> TASK DIRECTIONS:
Count the lines in the rows below that contain the word "brown", with case taken into account, and report only that number.

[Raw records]
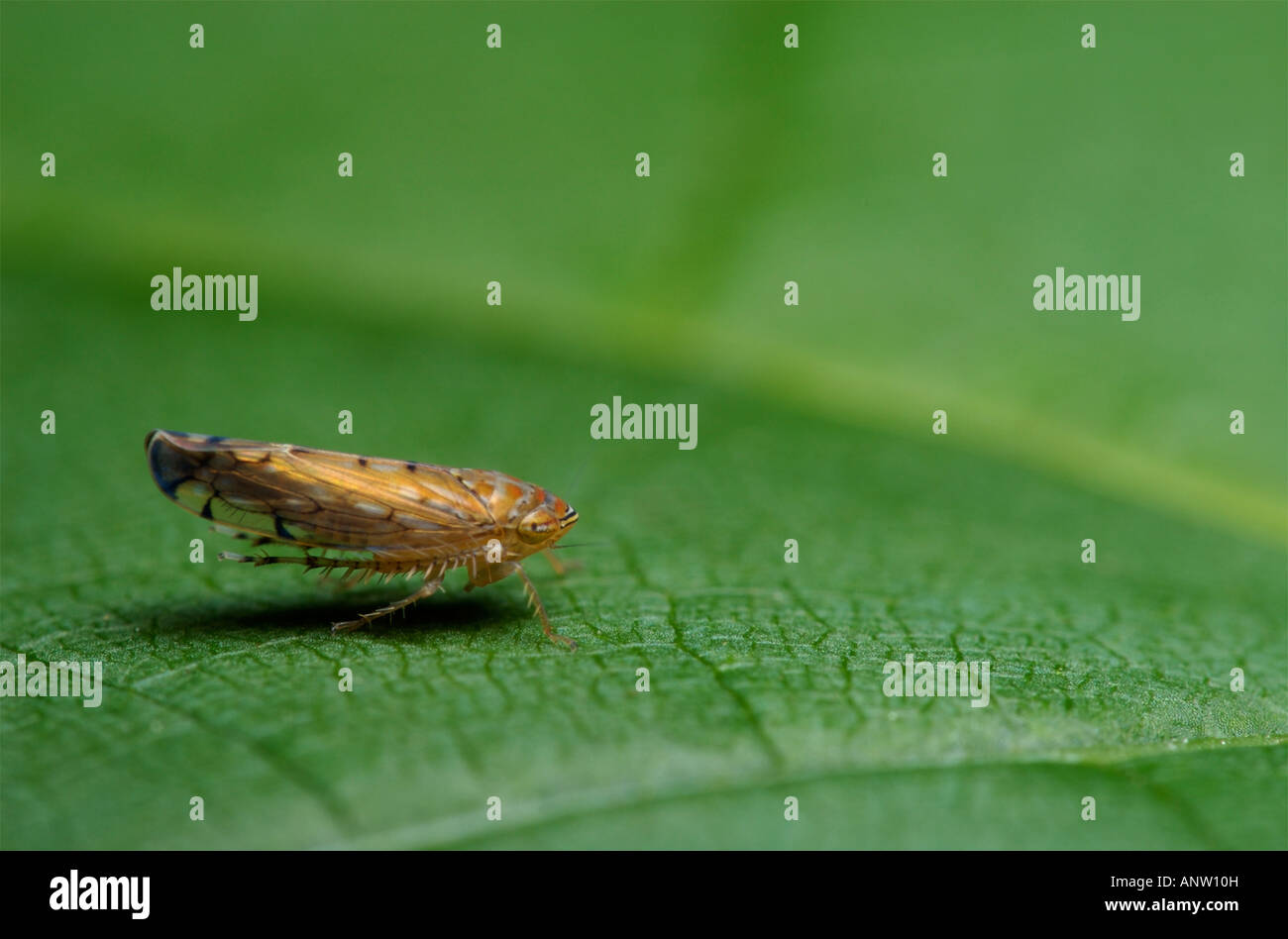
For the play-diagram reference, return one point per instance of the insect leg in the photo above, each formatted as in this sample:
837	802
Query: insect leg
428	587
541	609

* * *

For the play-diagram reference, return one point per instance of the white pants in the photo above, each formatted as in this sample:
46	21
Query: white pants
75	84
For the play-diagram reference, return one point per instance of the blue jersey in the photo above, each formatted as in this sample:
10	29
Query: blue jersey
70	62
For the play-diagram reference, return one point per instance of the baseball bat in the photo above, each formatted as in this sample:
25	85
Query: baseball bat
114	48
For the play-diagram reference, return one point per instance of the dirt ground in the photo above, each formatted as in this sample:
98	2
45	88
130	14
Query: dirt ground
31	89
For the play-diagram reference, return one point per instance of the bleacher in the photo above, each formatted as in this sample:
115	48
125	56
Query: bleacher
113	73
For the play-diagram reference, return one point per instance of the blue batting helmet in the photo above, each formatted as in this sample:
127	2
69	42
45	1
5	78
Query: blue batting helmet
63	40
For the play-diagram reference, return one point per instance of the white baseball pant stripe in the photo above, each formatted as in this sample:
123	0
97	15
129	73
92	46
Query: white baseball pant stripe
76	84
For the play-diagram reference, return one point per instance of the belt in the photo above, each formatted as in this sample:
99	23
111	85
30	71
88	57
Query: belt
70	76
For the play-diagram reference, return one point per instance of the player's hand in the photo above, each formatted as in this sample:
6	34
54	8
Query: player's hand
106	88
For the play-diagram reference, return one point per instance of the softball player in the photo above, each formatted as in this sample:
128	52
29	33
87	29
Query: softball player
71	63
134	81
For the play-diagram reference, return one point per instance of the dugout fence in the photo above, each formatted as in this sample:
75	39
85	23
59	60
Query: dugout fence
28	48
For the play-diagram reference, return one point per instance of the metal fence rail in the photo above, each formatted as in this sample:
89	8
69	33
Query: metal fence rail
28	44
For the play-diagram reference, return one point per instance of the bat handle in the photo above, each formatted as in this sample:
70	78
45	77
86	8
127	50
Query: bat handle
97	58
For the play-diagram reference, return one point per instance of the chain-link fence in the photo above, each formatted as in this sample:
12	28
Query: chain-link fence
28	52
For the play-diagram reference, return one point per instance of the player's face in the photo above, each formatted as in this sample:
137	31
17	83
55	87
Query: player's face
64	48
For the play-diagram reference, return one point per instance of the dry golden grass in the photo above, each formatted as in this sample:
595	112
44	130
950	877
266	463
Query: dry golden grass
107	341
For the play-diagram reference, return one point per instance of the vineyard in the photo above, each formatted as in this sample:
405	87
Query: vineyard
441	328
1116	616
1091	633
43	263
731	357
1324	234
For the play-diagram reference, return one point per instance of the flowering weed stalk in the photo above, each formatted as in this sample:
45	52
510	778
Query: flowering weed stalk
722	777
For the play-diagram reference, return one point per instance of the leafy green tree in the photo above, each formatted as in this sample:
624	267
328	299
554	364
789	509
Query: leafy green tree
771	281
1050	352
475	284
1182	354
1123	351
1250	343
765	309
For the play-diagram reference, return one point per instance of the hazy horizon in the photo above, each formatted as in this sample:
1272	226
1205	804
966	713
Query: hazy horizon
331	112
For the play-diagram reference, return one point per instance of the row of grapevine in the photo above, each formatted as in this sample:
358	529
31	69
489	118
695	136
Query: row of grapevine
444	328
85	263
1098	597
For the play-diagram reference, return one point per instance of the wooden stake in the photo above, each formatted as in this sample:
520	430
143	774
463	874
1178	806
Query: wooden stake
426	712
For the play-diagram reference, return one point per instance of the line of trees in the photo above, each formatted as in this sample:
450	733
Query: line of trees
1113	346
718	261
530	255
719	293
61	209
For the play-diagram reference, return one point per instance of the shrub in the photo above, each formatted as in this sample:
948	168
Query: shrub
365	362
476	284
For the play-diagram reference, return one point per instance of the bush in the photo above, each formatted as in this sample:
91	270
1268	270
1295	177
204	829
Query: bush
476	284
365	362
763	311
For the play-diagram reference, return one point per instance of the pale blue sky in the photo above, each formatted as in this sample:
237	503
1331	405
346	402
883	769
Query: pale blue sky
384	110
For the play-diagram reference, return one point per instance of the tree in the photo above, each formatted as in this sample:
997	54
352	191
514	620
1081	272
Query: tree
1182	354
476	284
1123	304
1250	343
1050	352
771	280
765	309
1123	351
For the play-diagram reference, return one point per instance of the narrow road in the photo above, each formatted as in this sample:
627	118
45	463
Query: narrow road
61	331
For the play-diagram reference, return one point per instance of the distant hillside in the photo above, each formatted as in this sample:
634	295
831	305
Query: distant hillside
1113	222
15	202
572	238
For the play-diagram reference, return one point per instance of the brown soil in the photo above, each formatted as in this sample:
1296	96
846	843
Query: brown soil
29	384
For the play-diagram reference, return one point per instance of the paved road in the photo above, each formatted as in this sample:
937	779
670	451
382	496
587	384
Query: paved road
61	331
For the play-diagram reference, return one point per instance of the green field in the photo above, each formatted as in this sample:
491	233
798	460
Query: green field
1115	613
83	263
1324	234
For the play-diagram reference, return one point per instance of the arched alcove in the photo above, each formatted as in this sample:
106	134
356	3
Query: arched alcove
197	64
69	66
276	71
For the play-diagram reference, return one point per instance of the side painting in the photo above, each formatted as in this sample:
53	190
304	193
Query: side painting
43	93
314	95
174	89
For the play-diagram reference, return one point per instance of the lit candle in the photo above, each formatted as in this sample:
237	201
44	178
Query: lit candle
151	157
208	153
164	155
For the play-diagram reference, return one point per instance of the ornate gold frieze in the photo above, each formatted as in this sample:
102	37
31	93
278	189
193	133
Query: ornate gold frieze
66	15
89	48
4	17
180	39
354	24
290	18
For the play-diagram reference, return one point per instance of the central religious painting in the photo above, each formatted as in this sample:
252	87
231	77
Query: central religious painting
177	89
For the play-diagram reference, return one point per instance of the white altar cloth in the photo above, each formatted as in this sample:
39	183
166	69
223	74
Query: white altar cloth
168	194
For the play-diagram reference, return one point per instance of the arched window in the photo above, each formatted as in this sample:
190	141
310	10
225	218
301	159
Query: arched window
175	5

> WRITTEN RESPONSE:
2